### Document extract
-- begin --

It has surprised me that in the very short time of Trump’s presidency, it has been possible to find thousands of employees for ICE and other agencies who are without conscience, and are happy to execute illegal and arbitrary orders, ripping up families, and ruining lives.

I didn’t think I was naive, but there you are.
It is always the way. Humans have a behaviour that seeks to "normalise" any environment - it's how lots of people manage to live despite their terrible conditions.
 
It has surprised me that in the very short time of Trump’s presidency, it has been possible to find thousands of employees for ICE and other agencies who are without conscience, and are happy to execute illegal and arbitrary orders, ripping up families, and ruining lives.
I mean, they were ripping families apart during his last presidency, too. ICE didn't exactly have a stellar record before that, either. Not the people at airports determining whether you can enter the US either, for that matter.

Who's going to speak up when they come for you?

-- end --

### Given data
-- begin --

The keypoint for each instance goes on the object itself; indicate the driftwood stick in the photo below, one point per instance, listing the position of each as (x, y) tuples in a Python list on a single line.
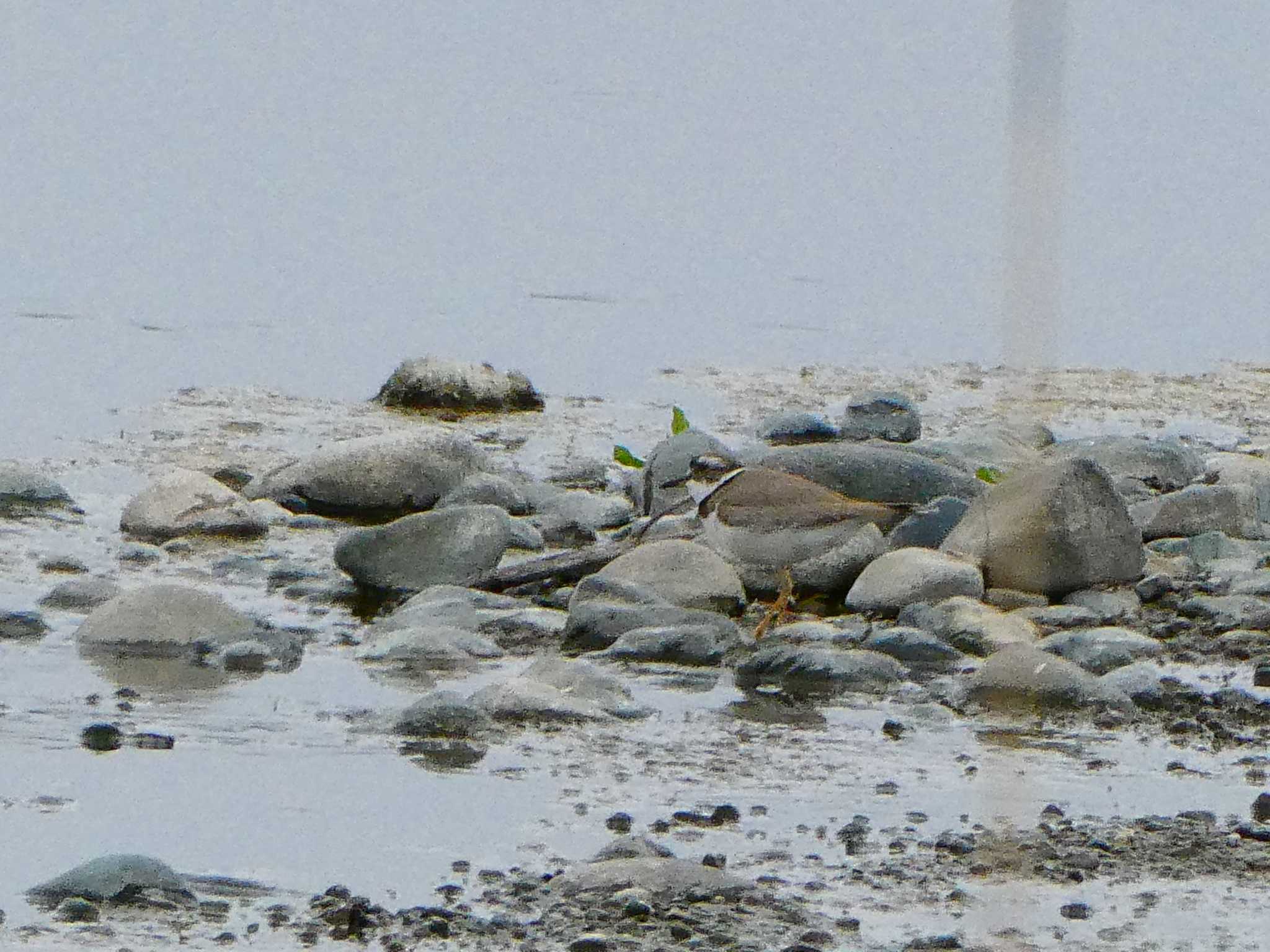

-- end --

### Direction 1
In the passage about ICE, substitute "spotless" for "stellar" and write out the part starting with "It is always" and going on through "come for you?".
### Direction 2
According to the passage about ICE, what does the human behavior it describes seek to make normal?
Rely only on the passage about ICE.

### Correct answer 1
It is always the way. Humans have a behaviour that seeks to "normalise" any environment - it's how lots of people manage to live despite their terrible conditions.
 
It has surprised me that in the very short time of Trump’s presidency, it has been possible to find thousands of employees for ICE and other agencies who are without conscience, and are happy to execute illegal and arbitrary orders, ripping up families, and ruining lives.
I mean, they were ripping families apart during his last presidency, too. ICE didn't exactly have a spotless record before that, either. Not the people at airports determining whether you can enter the US either, for that matter.

Who's going to speak up when they come for you?

### Correct answer 2
Any environment.